== Task requirements ==
Quote, exactly, the line holding "Task: place one keypoint per instance of the bird's leg" and all lines after it to the end of the records below. Exclude pictures.
━━ Material for this task ━━
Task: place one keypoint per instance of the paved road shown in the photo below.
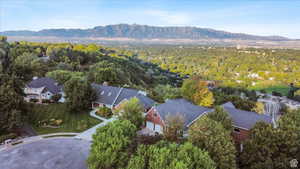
(87, 135)
(55, 153)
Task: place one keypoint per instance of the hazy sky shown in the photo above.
(261, 17)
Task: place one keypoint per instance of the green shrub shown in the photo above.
(8, 136)
(46, 101)
(33, 100)
(55, 98)
(104, 112)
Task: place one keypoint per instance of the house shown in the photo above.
(112, 97)
(156, 116)
(242, 120)
(42, 89)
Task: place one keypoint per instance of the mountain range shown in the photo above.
(142, 32)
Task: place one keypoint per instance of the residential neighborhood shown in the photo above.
(127, 84)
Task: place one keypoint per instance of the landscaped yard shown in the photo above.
(59, 119)
(279, 88)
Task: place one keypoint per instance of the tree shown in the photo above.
(28, 65)
(189, 88)
(62, 76)
(272, 148)
(56, 98)
(221, 116)
(11, 103)
(5, 61)
(211, 136)
(259, 108)
(104, 71)
(173, 130)
(203, 96)
(170, 156)
(111, 144)
(165, 92)
(195, 90)
(131, 110)
(79, 94)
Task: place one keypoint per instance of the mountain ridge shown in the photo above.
(136, 31)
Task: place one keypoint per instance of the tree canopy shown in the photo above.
(111, 145)
(211, 136)
(170, 156)
(79, 94)
(131, 110)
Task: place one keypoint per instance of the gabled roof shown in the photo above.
(111, 95)
(106, 94)
(245, 119)
(189, 111)
(47, 83)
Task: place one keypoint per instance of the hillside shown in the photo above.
(142, 32)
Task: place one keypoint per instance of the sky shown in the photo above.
(259, 17)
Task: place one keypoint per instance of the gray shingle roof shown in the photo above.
(119, 94)
(245, 119)
(106, 94)
(189, 111)
(48, 83)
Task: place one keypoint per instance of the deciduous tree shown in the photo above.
(79, 94)
(211, 136)
(220, 115)
(110, 148)
(273, 148)
(170, 156)
(131, 110)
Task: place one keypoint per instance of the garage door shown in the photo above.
(150, 125)
(158, 128)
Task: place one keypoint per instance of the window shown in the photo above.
(236, 130)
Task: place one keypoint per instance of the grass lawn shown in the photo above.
(71, 122)
(279, 88)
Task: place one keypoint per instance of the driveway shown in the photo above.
(56, 153)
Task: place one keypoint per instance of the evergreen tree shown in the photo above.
(273, 148)
(211, 136)
(220, 115)
(79, 94)
(110, 148)
(131, 110)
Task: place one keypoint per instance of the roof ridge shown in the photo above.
(121, 89)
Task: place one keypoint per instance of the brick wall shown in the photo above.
(153, 116)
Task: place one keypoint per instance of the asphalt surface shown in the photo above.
(56, 153)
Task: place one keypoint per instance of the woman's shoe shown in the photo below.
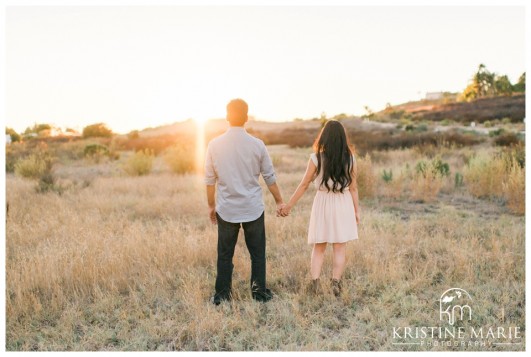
(314, 287)
(336, 287)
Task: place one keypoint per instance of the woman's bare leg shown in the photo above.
(339, 260)
(317, 259)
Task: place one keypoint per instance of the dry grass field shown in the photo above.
(128, 263)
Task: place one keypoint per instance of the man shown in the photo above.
(235, 160)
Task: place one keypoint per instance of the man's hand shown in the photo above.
(212, 215)
(284, 211)
(280, 207)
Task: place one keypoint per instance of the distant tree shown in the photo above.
(369, 114)
(37, 128)
(484, 81)
(134, 134)
(97, 130)
(14, 135)
(503, 86)
(520, 85)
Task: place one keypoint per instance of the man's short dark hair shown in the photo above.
(237, 112)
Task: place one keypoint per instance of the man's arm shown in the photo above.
(268, 173)
(211, 192)
(210, 181)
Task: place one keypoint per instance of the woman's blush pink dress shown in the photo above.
(332, 219)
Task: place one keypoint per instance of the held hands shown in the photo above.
(283, 210)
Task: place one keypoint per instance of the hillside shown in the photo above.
(478, 111)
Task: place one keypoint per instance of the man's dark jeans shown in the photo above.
(255, 238)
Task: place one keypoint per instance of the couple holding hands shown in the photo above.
(234, 162)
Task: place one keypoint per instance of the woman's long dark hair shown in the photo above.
(334, 156)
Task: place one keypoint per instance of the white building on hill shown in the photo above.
(434, 95)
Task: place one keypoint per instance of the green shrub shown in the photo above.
(421, 127)
(496, 132)
(458, 181)
(507, 139)
(180, 159)
(95, 152)
(436, 166)
(97, 130)
(34, 166)
(140, 163)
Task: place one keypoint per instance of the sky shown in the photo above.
(133, 67)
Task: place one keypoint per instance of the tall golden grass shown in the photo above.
(128, 263)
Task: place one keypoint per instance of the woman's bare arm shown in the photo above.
(353, 188)
(303, 186)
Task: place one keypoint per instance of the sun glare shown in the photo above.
(200, 144)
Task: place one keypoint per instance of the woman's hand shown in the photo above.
(285, 210)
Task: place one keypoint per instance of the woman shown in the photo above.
(335, 210)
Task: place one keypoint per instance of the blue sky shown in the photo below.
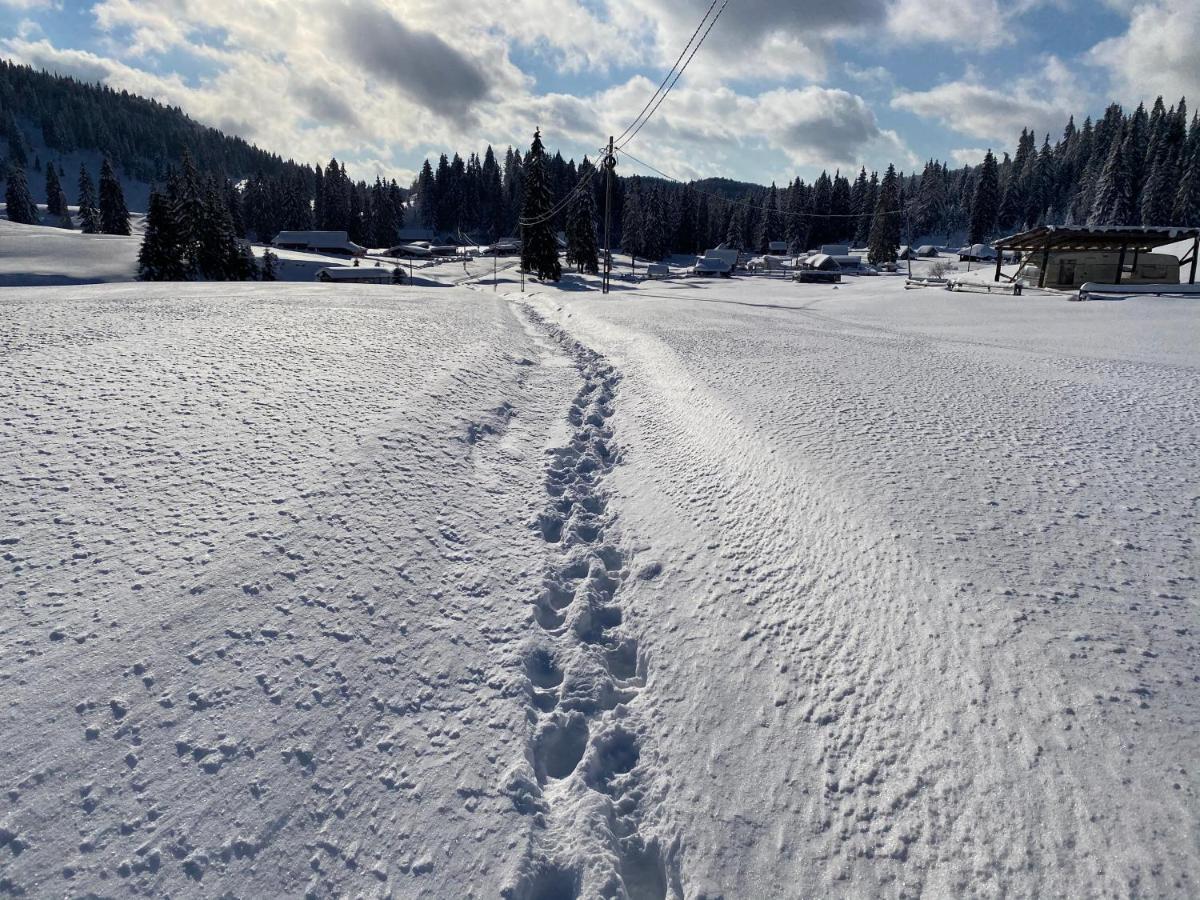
(781, 88)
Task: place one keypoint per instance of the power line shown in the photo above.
(678, 75)
(670, 72)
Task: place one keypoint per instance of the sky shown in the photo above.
(780, 88)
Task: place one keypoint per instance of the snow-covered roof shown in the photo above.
(318, 240)
(822, 261)
(1096, 238)
(355, 273)
(323, 238)
(712, 264)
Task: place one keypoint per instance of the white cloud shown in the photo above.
(969, 155)
(31, 4)
(1158, 54)
(1043, 101)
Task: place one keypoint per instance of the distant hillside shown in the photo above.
(65, 118)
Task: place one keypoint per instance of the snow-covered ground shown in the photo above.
(705, 588)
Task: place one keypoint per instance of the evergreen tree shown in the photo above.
(539, 249)
(1187, 197)
(769, 228)
(985, 202)
(89, 215)
(161, 257)
(885, 238)
(1158, 190)
(1113, 203)
(21, 204)
(114, 217)
(270, 267)
(631, 223)
(220, 256)
(186, 201)
(582, 249)
(55, 197)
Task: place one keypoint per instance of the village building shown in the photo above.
(358, 275)
(329, 243)
(1067, 257)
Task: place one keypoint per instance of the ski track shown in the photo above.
(909, 641)
(265, 588)
(583, 786)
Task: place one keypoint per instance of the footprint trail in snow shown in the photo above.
(582, 785)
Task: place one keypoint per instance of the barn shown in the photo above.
(329, 243)
(1066, 257)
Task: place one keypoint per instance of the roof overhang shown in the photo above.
(1108, 238)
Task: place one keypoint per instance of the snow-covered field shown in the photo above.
(724, 588)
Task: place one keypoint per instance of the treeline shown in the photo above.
(139, 136)
(103, 214)
(1137, 168)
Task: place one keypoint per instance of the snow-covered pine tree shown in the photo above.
(161, 257)
(1187, 198)
(631, 222)
(885, 238)
(21, 204)
(114, 216)
(769, 226)
(55, 198)
(582, 250)
(219, 256)
(1113, 202)
(985, 202)
(796, 221)
(270, 267)
(1157, 199)
(187, 204)
(539, 249)
(89, 215)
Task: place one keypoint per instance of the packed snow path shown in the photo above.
(927, 616)
(732, 589)
(268, 563)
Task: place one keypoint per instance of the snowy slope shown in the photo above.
(45, 255)
(267, 571)
(927, 616)
(721, 588)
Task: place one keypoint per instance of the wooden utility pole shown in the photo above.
(610, 163)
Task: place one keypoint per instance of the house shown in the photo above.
(359, 275)
(415, 250)
(767, 264)
(329, 243)
(713, 265)
(730, 255)
(820, 269)
(976, 253)
(1067, 257)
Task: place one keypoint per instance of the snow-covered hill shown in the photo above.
(721, 588)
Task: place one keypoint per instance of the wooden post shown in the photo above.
(610, 162)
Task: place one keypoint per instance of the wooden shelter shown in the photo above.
(1119, 241)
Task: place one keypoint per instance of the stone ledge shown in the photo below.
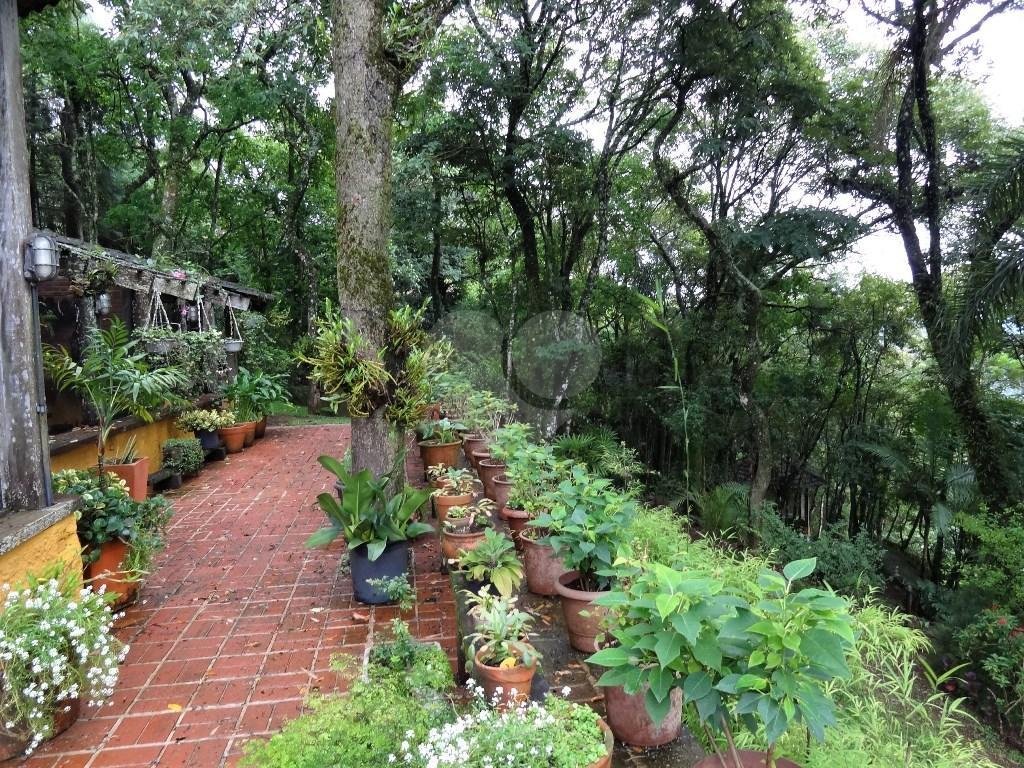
(17, 527)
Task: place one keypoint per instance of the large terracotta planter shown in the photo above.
(250, 433)
(488, 469)
(107, 571)
(444, 454)
(748, 759)
(631, 723)
(470, 443)
(443, 503)
(583, 619)
(232, 437)
(516, 519)
(454, 543)
(518, 679)
(12, 747)
(502, 486)
(543, 567)
(135, 474)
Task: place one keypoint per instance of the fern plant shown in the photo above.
(115, 379)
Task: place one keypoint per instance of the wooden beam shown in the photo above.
(24, 467)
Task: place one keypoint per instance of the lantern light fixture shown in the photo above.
(42, 259)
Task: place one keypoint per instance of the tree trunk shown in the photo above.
(366, 90)
(24, 449)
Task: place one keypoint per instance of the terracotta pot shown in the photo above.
(443, 503)
(609, 745)
(232, 437)
(543, 567)
(583, 619)
(135, 474)
(502, 486)
(631, 723)
(471, 442)
(517, 519)
(748, 759)
(454, 543)
(250, 433)
(11, 747)
(519, 679)
(445, 454)
(105, 571)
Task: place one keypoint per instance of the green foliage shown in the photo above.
(369, 513)
(183, 456)
(585, 519)
(501, 629)
(114, 379)
(852, 566)
(494, 561)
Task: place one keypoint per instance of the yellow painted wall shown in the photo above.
(148, 438)
(56, 544)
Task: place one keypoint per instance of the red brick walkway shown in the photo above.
(239, 621)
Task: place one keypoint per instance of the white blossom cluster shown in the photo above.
(55, 648)
(526, 736)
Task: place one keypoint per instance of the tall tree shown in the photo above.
(378, 46)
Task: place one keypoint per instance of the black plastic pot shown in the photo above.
(392, 563)
(209, 440)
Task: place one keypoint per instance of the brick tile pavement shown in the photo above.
(239, 622)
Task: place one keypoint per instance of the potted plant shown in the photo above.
(585, 519)
(232, 434)
(108, 523)
(455, 489)
(182, 457)
(57, 649)
(504, 662)
(439, 442)
(377, 524)
(492, 562)
(566, 734)
(463, 528)
(115, 380)
(204, 423)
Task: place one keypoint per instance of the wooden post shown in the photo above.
(23, 462)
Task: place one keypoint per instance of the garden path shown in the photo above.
(239, 621)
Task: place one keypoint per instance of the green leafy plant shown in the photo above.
(502, 630)
(369, 513)
(182, 456)
(586, 519)
(494, 561)
(208, 420)
(57, 645)
(397, 589)
(115, 380)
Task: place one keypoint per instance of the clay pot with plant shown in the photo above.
(669, 626)
(491, 563)
(463, 529)
(377, 523)
(455, 488)
(115, 380)
(439, 442)
(504, 658)
(585, 519)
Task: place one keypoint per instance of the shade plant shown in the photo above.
(56, 648)
(115, 379)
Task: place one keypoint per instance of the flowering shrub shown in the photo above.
(557, 734)
(55, 647)
(205, 421)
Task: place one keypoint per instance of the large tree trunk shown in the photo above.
(24, 449)
(366, 90)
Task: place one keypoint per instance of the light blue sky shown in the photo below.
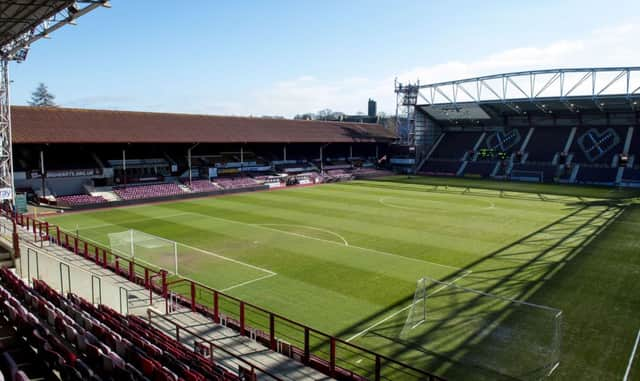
(287, 57)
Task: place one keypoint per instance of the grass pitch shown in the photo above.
(344, 258)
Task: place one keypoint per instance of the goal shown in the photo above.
(145, 247)
(531, 176)
(509, 337)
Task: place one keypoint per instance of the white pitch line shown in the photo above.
(125, 254)
(327, 241)
(401, 310)
(346, 243)
(248, 282)
(133, 220)
(355, 247)
(211, 254)
(633, 354)
(228, 259)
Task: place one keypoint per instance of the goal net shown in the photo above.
(502, 336)
(531, 176)
(146, 248)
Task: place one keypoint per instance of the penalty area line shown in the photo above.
(633, 355)
(402, 310)
(248, 282)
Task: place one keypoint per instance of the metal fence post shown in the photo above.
(272, 331)
(242, 318)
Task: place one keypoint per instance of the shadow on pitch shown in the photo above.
(515, 271)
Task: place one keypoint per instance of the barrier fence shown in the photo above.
(328, 354)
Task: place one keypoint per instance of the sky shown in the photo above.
(291, 57)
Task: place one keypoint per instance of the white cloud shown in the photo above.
(613, 46)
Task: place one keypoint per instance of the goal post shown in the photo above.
(509, 337)
(146, 248)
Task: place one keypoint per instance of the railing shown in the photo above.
(328, 354)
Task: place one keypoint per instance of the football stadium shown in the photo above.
(493, 234)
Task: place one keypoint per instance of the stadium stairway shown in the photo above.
(138, 304)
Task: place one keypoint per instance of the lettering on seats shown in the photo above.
(595, 144)
(503, 140)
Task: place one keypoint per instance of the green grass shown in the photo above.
(347, 256)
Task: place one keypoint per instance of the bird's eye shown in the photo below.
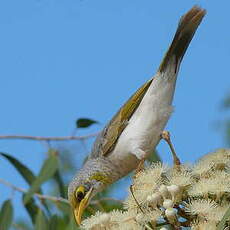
(80, 196)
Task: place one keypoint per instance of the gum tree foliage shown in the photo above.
(51, 211)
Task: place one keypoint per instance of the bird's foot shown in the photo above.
(166, 136)
(140, 166)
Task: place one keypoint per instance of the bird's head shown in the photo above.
(79, 198)
(86, 184)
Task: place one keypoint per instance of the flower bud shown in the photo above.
(170, 213)
(168, 203)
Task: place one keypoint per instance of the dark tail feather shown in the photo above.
(187, 27)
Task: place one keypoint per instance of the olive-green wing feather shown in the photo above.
(107, 139)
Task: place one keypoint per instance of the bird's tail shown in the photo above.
(187, 27)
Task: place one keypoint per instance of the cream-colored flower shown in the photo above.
(145, 184)
(201, 208)
(203, 225)
(219, 213)
(218, 160)
(217, 184)
(97, 222)
(129, 220)
(182, 178)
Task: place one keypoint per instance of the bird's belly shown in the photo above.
(144, 128)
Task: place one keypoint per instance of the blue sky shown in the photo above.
(61, 60)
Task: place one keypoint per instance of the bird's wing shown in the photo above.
(107, 139)
(187, 26)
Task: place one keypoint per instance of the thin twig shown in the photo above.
(40, 138)
(95, 202)
(40, 196)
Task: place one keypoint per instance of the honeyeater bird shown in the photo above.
(136, 128)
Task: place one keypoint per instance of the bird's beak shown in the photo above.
(79, 208)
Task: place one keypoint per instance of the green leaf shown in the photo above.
(47, 171)
(225, 219)
(41, 222)
(53, 223)
(6, 215)
(85, 122)
(31, 208)
(25, 172)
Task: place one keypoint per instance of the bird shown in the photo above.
(135, 130)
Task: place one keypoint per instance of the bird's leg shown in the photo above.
(166, 136)
(141, 155)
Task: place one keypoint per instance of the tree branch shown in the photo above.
(40, 138)
(52, 198)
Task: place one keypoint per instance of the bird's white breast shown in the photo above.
(148, 121)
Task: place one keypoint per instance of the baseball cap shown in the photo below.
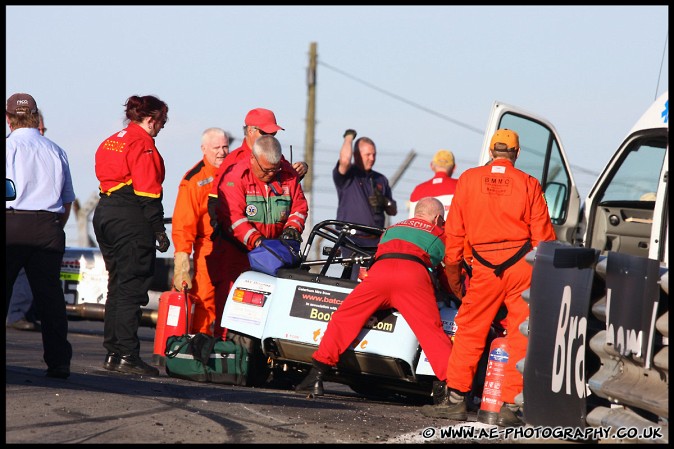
━━━
== Written solution ==
Task: place one keypoint per instance of the bird's leg shown in the photo above.
(166, 136)
(141, 155)
Task: place one keypoint per instance of the tree branch shown in the photo above.
(40, 138)
(52, 198)
Task: place one keypoint per instance of the bird's white breast shown in the photo above.
(148, 121)
Task: place one keypoint per instance of the baseball cap shown in the photo below.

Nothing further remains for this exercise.